===== DATA SUPPLIED =====

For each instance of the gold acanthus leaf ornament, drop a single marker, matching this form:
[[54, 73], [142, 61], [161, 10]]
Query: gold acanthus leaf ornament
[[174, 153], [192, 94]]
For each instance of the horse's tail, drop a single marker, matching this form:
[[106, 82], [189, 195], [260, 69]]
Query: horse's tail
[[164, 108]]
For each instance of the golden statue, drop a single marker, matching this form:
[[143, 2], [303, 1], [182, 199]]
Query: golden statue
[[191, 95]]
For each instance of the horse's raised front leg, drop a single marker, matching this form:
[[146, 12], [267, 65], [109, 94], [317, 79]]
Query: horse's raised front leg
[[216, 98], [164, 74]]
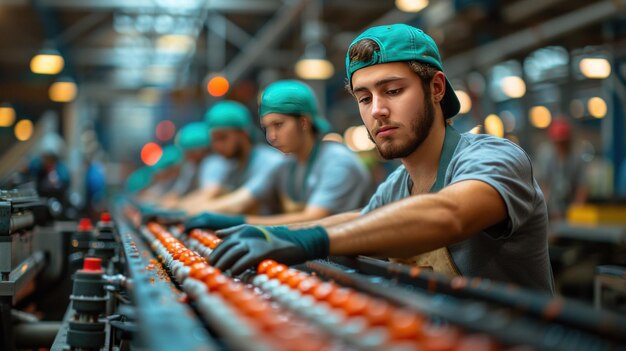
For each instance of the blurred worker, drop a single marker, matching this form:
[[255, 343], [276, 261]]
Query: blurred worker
[[249, 168], [139, 180], [561, 170], [165, 172], [193, 139], [461, 203], [47, 169], [320, 178]]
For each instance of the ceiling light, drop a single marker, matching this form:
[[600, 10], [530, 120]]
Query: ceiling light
[[540, 117], [598, 68], [7, 115], [63, 90], [513, 86], [48, 61], [23, 130], [465, 100], [411, 5], [597, 107], [218, 86], [494, 125], [314, 68]]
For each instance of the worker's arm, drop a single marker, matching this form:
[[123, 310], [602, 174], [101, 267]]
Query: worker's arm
[[421, 223], [407, 227], [237, 202], [310, 213], [199, 198], [327, 221]]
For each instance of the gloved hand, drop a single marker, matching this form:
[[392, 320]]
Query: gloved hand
[[252, 244], [213, 221]]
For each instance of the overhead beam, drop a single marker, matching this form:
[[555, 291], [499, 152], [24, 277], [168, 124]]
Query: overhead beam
[[267, 37], [502, 48], [234, 34], [524, 9], [242, 6]]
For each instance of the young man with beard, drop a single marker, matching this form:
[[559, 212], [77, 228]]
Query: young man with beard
[[462, 203]]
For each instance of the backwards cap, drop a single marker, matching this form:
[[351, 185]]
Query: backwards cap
[[193, 136], [229, 115], [401, 42], [293, 97]]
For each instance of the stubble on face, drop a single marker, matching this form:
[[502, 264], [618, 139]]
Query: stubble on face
[[419, 128]]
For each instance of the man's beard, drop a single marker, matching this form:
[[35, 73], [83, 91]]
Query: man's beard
[[420, 128]]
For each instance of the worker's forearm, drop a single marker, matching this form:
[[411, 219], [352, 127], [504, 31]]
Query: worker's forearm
[[327, 221], [288, 218]]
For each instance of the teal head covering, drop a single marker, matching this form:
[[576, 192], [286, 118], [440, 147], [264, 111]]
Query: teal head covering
[[401, 42], [172, 156], [230, 115], [139, 179], [193, 136], [293, 97]]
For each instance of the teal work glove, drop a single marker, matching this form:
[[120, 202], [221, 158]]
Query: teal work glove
[[213, 221], [253, 244]]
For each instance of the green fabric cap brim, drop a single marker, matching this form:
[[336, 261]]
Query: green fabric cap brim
[[230, 115], [398, 43]]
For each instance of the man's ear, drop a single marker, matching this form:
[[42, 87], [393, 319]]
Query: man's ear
[[438, 86], [305, 123]]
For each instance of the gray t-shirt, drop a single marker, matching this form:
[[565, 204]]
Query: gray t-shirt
[[336, 181], [515, 251]]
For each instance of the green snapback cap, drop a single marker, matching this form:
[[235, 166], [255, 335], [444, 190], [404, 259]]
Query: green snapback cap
[[293, 97], [192, 136], [401, 42]]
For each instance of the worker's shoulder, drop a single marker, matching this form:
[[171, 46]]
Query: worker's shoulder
[[488, 145]]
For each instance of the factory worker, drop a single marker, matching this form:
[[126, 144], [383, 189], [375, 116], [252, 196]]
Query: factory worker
[[194, 139], [248, 168], [460, 203]]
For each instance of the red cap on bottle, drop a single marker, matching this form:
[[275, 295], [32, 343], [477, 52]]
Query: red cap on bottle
[[105, 217], [92, 264], [84, 225]]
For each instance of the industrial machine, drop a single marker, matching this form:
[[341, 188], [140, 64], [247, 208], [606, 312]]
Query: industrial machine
[[141, 283]]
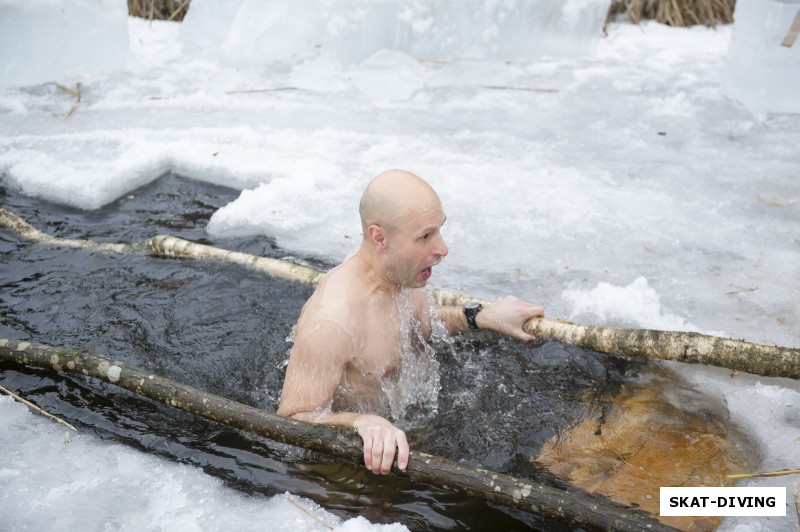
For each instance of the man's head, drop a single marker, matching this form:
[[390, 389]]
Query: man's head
[[401, 217]]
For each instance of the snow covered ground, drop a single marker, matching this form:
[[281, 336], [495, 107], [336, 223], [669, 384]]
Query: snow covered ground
[[612, 180]]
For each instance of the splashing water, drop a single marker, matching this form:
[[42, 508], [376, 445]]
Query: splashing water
[[413, 391]]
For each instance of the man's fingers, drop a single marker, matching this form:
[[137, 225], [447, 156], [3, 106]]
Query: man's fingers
[[367, 450], [388, 458], [378, 454], [402, 451]]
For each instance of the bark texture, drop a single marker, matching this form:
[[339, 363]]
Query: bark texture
[[738, 355], [576, 507]]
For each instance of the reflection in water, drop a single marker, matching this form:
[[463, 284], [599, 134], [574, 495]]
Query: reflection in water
[[478, 398], [653, 432]]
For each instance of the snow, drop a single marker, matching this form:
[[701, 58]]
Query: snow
[[44, 39], [613, 180], [760, 72], [68, 481]]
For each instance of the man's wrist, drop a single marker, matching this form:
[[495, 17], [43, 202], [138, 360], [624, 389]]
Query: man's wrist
[[471, 310]]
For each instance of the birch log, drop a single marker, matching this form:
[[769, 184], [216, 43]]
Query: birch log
[[573, 507], [739, 355]]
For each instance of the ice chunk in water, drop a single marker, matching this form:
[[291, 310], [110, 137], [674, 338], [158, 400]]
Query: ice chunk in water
[[259, 31], [761, 73], [42, 40]]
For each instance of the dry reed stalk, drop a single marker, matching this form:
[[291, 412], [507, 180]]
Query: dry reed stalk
[[158, 9], [675, 12], [31, 405]]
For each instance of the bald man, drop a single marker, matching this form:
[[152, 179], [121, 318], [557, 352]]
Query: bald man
[[348, 343]]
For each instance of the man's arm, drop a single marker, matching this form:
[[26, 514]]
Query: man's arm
[[316, 365], [506, 316]]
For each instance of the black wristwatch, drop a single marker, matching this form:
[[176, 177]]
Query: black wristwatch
[[471, 310]]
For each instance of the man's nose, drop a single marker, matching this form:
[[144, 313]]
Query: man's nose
[[440, 248]]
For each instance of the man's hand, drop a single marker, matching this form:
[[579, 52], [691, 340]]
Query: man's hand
[[508, 315], [381, 438]]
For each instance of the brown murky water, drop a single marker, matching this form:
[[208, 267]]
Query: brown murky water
[[552, 413]]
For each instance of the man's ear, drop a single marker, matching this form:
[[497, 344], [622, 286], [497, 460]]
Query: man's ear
[[377, 238]]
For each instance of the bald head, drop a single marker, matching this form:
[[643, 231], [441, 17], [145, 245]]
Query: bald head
[[391, 196]]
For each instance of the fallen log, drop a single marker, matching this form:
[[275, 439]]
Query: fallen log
[[737, 355], [573, 507]]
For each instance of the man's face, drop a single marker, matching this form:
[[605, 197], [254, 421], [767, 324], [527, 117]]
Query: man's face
[[416, 245]]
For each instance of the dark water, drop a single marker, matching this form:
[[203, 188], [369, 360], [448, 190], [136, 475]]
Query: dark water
[[223, 329]]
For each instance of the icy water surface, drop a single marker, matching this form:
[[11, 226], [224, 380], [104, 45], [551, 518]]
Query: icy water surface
[[223, 329]]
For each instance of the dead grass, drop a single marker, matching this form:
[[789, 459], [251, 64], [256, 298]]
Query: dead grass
[[676, 12], [671, 12], [158, 9]]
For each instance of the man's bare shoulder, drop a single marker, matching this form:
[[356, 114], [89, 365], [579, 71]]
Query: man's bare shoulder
[[337, 301]]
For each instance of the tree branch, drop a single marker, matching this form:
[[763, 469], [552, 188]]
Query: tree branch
[[573, 507], [738, 355]]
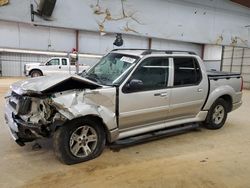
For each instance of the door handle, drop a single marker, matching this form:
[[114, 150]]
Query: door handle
[[161, 94], [199, 90]]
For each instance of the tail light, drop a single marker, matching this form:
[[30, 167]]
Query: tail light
[[241, 87]]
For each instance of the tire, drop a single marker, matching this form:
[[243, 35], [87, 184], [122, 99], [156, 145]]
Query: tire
[[217, 114], [72, 141], [36, 73]]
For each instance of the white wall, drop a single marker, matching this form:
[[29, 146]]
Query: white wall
[[93, 42], [25, 36], [198, 21]]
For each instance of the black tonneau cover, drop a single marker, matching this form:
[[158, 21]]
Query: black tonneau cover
[[218, 74]]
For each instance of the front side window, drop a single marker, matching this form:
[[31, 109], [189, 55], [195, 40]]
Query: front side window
[[153, 74], [53, 62], [186, 71], [111, 68]]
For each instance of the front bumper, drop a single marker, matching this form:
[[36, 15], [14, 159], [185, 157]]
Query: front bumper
[[20, 131]]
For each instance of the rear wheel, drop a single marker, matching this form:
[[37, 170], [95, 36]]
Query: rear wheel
[[217, 115], [36, 73], [79, 140]]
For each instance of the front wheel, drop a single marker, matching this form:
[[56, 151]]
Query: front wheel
[[36, 73], [217, 115], [79, 140]]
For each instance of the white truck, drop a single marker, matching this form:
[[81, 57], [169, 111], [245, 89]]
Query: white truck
[[55, 65], [130, 92]]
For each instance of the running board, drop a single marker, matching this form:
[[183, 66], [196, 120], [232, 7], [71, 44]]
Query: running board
[[130, 141]]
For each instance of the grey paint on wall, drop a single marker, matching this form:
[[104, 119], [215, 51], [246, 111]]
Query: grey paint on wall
[[25, 36], [209, 22]]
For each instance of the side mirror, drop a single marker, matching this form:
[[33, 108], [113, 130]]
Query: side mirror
[[134, 85]]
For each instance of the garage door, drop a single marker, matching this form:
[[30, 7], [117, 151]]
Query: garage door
[[12, 64], [237, 59]]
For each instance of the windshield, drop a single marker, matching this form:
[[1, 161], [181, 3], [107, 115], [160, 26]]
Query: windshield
[[111, 68]]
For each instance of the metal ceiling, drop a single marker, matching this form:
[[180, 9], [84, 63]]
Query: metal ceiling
[[242, 2]]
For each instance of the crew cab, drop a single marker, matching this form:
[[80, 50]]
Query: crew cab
[[129, 92], [55, 65]]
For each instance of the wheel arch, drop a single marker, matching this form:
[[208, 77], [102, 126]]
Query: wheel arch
[[96, 118], [224, 92]]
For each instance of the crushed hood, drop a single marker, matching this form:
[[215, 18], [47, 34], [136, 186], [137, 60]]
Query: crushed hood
[[52, 84]]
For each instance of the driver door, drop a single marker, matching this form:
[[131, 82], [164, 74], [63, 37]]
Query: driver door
[[148, 103]]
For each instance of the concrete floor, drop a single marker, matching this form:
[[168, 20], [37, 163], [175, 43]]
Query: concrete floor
[[202, 159]]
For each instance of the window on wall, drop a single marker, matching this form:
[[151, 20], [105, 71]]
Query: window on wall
[[64, 61], [153, 72], [186, 71], [53, 62]]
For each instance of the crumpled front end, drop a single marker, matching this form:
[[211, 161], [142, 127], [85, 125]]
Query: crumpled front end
[[38, 115]]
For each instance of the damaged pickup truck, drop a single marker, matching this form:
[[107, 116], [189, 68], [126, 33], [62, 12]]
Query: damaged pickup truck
[[129, 92]]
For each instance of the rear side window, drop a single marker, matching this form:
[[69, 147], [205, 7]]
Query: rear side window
[[64, 61], [153, 72], [186, 71], [53, 62]]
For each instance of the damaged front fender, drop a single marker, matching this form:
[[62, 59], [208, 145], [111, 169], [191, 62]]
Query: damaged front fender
[[77, 103]]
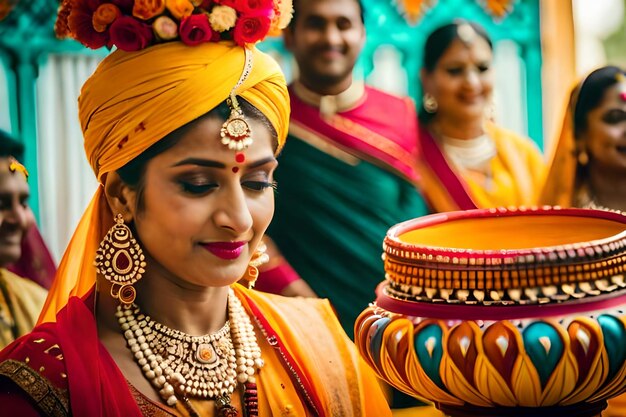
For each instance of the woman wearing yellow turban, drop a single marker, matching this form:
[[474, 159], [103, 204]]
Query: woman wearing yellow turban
[[182, 125]]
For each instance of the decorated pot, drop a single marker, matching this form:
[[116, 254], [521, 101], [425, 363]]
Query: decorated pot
[[503, 312]]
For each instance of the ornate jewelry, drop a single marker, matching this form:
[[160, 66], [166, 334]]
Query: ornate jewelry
[[15, 166], [430, 103], [180, 365], [259, 258], [121, 261], [235, 131]]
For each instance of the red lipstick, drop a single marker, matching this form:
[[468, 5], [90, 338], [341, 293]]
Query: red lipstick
[[225, 250]]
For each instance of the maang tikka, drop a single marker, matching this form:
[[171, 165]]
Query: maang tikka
[[121, 261], [235, 131]]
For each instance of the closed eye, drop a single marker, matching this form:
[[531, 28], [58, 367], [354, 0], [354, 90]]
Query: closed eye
[[259, 185], [196, 189]]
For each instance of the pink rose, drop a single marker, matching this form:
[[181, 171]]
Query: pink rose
[[251, 29], [147, 9], [125, 5], [80, 24], [129, 34], [257, 6], [196, 29]]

=====

### DESCRIPTION OF THE TASK
Every line above from the line with "[[33, 108], [113, 130]]" to the line with "For each instance of the metal" is wanted, ends included; write them out exactly and add no other line.

### EXERCISE RESULT
[[33, 108], [113, 130]]
Query: side mirror
[[134, 85]]
For each instance of the garage door, drop a single marker, matching this form:
[[30, 7], [117, 151]]
Query: garage door
[[12, 64], [237, 59]]
For each instance of the windshield, drop a single marker, matching this form:
[[1, 161], [181, 3], [107, 115], [160, 26]]
Query: windshield
[[111, 68]]
For each instance of the metal ceiling, drop a single marker, matching this form:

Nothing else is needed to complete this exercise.